:: TASK GOAL ::
Set down each entry exactly as given; pictures should not appear in the copy.

:: DATA FOR THIS EXERCISE ::
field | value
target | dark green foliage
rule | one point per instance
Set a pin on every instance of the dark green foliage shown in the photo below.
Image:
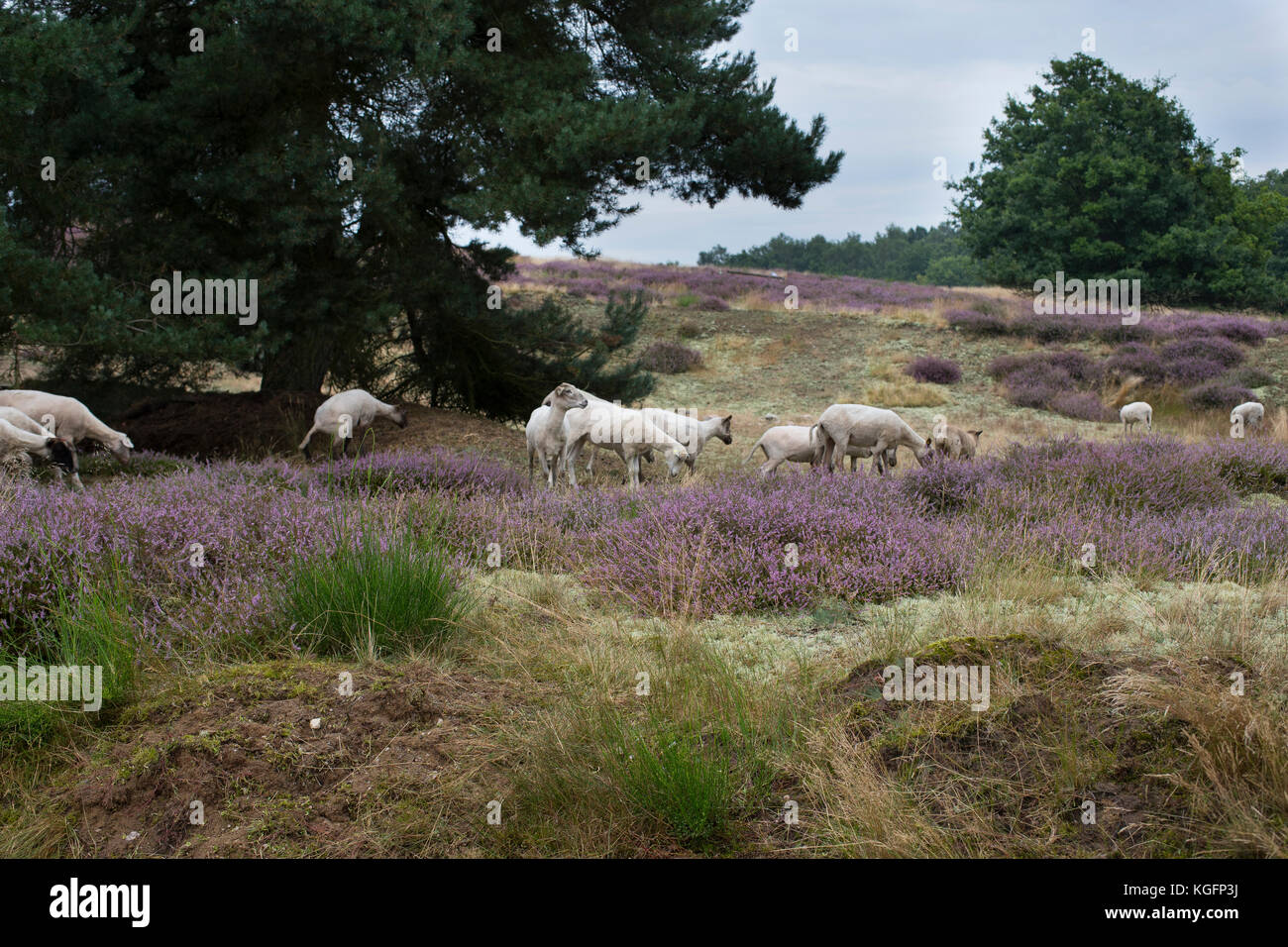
(1100, 176)
(227, 163)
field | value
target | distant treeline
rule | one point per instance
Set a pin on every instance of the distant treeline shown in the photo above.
(935, 256)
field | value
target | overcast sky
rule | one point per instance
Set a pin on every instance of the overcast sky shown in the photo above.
(906, 81)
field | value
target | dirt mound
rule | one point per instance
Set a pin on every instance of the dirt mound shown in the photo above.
(248, 425)
(240, 742)
(1009, 770)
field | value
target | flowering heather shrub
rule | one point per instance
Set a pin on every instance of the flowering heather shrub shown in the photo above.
(1216, 394)
(1050, 380)
(595, 278)
(1240, 329)
(974, 322)
(670, 359)
(1083, 406)
(1249, 376)
(941, 371)
(1073, 364)
(724, 547)
(1134, 359)
(1209, 347)
(1150, 505)
(1190, 371)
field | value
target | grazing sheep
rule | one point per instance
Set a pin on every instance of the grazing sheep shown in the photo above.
(953, 442)
(863, 425)
(619, 429)
(24, 423)
(1136, 412)
(1250, 412)
(20, 446)
(545, 431)
(595, 449)
(349, 412)
(68, 419)
(691, 432)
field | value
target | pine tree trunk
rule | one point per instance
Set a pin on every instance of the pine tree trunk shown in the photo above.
(301, 365)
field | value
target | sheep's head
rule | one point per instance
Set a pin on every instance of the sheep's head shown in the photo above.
(120, 449)
(567, 397)
(62, 454)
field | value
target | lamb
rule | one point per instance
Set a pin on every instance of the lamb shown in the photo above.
(1248, 414)
(18, 445)
(782, 442)
(68, 419)
(863, 425)
(619, 429)
(545, 431)
(31, 427)
(953, 442)
(348, 412)
(889, 459)
(593, 449)
(691, 432)
(1136, 412)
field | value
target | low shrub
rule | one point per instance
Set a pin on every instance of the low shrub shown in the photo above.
(940, 371)
(1216, 394)
(670, 359)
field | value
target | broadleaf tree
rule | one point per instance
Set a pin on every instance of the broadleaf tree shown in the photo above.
(1104, 176)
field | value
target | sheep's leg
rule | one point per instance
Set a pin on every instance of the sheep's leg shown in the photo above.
(840, 446)
(571, 453)
(304, 445)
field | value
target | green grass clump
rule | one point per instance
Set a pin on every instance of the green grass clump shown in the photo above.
(373, 600)
(89, 630)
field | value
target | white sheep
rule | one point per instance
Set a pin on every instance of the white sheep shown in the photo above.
(1248, 414)
(782, 442)
(691, 432)
(347, 414)
(68, 419)
(1136, 412)
(953, 442)
(625, 431)
(545, 429)
(595, 449)
(875, 428)
(33, 427)
(18, 445)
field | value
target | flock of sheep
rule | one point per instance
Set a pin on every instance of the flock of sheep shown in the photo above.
(570, 420)
(47, 427)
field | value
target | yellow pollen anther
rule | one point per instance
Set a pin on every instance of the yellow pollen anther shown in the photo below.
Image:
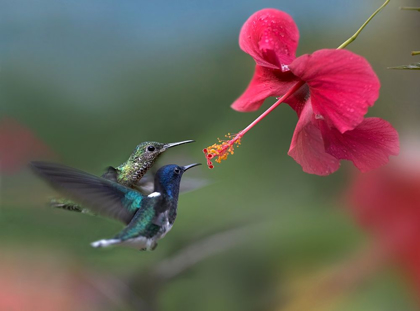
(221, 150)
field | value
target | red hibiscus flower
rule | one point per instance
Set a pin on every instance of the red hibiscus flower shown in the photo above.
(330, 90)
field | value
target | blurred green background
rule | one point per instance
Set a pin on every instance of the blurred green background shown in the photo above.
(94, 78)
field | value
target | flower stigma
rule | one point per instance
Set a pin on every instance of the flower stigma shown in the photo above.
(221, 150)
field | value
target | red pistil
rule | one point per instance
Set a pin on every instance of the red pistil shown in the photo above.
(222, 149)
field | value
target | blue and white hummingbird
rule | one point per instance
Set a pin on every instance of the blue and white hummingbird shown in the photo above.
(147, 218)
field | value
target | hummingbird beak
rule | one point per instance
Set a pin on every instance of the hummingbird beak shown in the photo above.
(187, 167)
(170, 145)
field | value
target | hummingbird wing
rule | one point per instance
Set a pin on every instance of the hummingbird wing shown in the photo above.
(147, 222)
(102, 196)
(110, 173)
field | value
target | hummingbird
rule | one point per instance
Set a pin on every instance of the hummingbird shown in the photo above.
(147, 218)
(128, 173)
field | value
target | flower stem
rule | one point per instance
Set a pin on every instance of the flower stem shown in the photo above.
(221, 150)
(292, 90)
(356, 34)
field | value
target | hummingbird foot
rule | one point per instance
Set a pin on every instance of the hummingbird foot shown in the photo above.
(105, 243)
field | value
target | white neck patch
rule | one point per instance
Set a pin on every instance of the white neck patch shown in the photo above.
(153, 195)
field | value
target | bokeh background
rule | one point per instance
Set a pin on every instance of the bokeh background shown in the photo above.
(83, 82)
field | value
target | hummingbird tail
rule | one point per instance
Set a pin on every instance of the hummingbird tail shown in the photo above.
(66, 204)
(105, 243)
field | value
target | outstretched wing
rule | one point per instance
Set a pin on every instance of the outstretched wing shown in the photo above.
(102, 196)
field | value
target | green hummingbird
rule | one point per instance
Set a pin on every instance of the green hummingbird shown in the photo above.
(128, 173)
(147, 218)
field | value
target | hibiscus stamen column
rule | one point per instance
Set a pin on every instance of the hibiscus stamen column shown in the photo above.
(224, 148)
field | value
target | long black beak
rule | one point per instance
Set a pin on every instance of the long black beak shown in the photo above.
(170, 145)
(187, 167)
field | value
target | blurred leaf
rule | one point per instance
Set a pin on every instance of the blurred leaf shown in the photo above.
(415, 66)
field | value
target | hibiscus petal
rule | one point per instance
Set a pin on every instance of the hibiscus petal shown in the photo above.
(265, 83)
(307, 147)
(342, 86)
(271, 37)
(368, 146)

:: REPLY ::
field | value
target | dark green foliage
rule | one point per instance
Set a pin on every instance of the dark green foliage shown in the photo below.
Image:
(1100, 176)
(227, 163)
field | value
target | distant treeline
rule | one point per instance
Set a pin on every instance of the distant treeline shown in the photo above.
(935, 256)
field | value
target | overcast sky
rule | one point per instance
Set a pin on every instance of the overcast sky shown in the photo above.
(906, 81)
field | value
target | dirt mound
rule | one point per instance
Set a pin on every instance of the dirt mound shown in the photo above.
(248, 425)
(240, 742)
(1009, 770)
field | value
target | flowering heather shrub
rule | one point per instance
Set a pin on every instance of the flowering heather shrub shown in the photo above.
(1216, 394)
(1050, 380)
(595, 278)
(1240, 329)
(974, 322)
(670, 359)
(1083, 406)
(1249, 376)
(941, 371)
(1073, 364)
(724, 547)
(1134, 359)
(1209, 347)
(1150, 505)
(1190, 371)
field | value
target | grazing sheep
rule | one point per instance
Set a pin on every instance of the grazing sheep shown in the photo above.
(953, 442)
(863, 425)
(619, 429)
(24, 423)
(1136, 412)
(1250, 412)
(20, 446)
(545, 431)
(595, 449)
(349, 412)
(68, 419)
(691, 432)
field | value
target | pine tree trunk
rule | one point per instance
Set a pin on every instance of the pine tree trunk shown in the photo above.
(301, 365)
field | value
target | sheep's head
rule | one point per instance
Set a pin on every instance of the sheep's head shown in the photo above.
(120, 449)
(567, 397)
(62, 454)
field | value
target | lamb
rule | one point per instance
Set a pin on every instance of the lamb shown in the photo above.
(1248, 414)
(18, 445)
(782, 442)
(68, 419)
(863, 425)
(619, 429)
(545, 431)
(31, 427)
(953, 442)
(348, 412)
(889, 459)
(593, 449)
(691, 432)
(1136, 412)
field | value
target | low shrub
rule | one point per instance
Set a pin on every instance of the low shrub shown in the photo above.
(940, 371)
(1216, 394)
(670, 359)
field | value
target | broadleaf tree
rule | one point per instance
Set a pin on every instance of the broadleaf tree shown in the photo above.
(1104, 176)
field | value
target | sheep's leg
rule | one point per instance
Set a pin on every instance of the sheep's leg shown in the photo above.
(840, 446)
(571, 453)
(304, 445)
field | value
target | green grass clump
rule | one point per instance
Set a pin on every instance of the green grass clump shown in the photo above.
(373, 600)
(89, 630)
field | value
target | white sheep
rule | one point per instance
Set a pin on every instance of the white sheep shown in the photo above.
(1248, 414)
(782, 442)
(691, 432)
(347, 414)
(68, 419)
(1136, 412)
(953, 442)
(625, 431)
(545, 429)
(595, 449)
(875, 428)
(33, 427)
(18, 445)
field | value
target | flock of sheep
rule | one point per instance
Set a pin on every instance of the flock of sheep shown in the photo above.
(570, 420)
(47, 427)
field | value
target | yellow pollen anther
rule | one point per instance
Set a pin on every instance of the yellow pollen anther shown in the photo below.
Image:
(221, 150)
field | value
target | red hibiscus flower
rule | one point per instance
Set a pin on every instance of the red hibiscus flower shown in the photo above.
(330, 90)
field | value
target | blurred green background
rule | one point per instance
Set a pin on every instance of the blurred green background shown in the photo above.
(94, 78)
field | value
target | flower stigma
rule | one point per instance
Set a pin on every instance of the flower stigma shown in the photo above.
(221, 150)
field | value
target | red pistil
rule | one point per instance
Set a pin on every instance of the red pistil shown in the photo above.
(222, 149)
field | value
target | blue and white hummingbird
rule | one point per instance
Set a pin on every instance of the blue and white hummingbird shown in the photo above.
(147, 218)
field | value
target | hummingbird beak
rule | one point per instance
Set a pin on every instance of the hummingbird beak shown in the photo above.
(187, 167)
(170, 145)
field | value
target | hummingbird wing
rule | one point per instance
Set a pin on every instance of the hummingbird wing shown in the photo above.
(147, 222)
(102, 196)
(110, 173)
field | value
target | hummingbird
rule | one point per instance
Set a pin on every instance of the hummingbird shown in the photo above.
(147, 218)
(128, 173)
field | value
target | flower stem
rule | one point per instance
Set a pin on every instance of the flower stem shown in the photo above.
(221, 150)
(292, 90)
(356, 34)
field | value
target | hummingbird foot
rule | one point per instance
Set a pin on every instance of the hummingbird foot shown in the photo above.
(105, 243)
field | value
target | white neck patch
rule | one point per instance
Set a pin on every instance of the white neck patch shown in the photo above.
(153, 195)
field | value
target | bokeh background
rule | one point per instance
Set a pin on every instance of the bokeh background shown in the photo above.
(83, 82)
field | value
target | hummingbird tail
rule | one point per instance
Set a pin on every instance of the hummingbird tail shown in the photo above.
(66, 204)
(105, 243)
field | value
target | outstretched wing
rule | one point per instance
Set a pin on every instance of the outstretched wing shown in the photo above.
(102, 196)
field | value
target | green hummingbird
rule | one point per instance
Set a pin on every instance of the green hummingbird shown in the photo above.
(128, 173)
(147, 218)
field | value
target | hibiscus stamen column
rule | one point per instance
Set a pin on every instance of the hibiscus stamen column shown in the photo above.
(224, 148)
field | value
target | long black beak
rule | one point per instance
Set a pin on every instance of the long black beak shown in the photo above.
(170, 145)
(187, 167)
field | value
target | blurred leaf
rule | one point per instance
Set a pin on every instance of the blurred leaf shown in the photo above.
(415, 66)
field | value
target | hibiscus petal
rule | one point per instance
Set a pin on every instance of the hibiscus petal shown in the photo above.
(265, 83)
(307, 147)
(342, 86)
(271, 37)
(368, 146)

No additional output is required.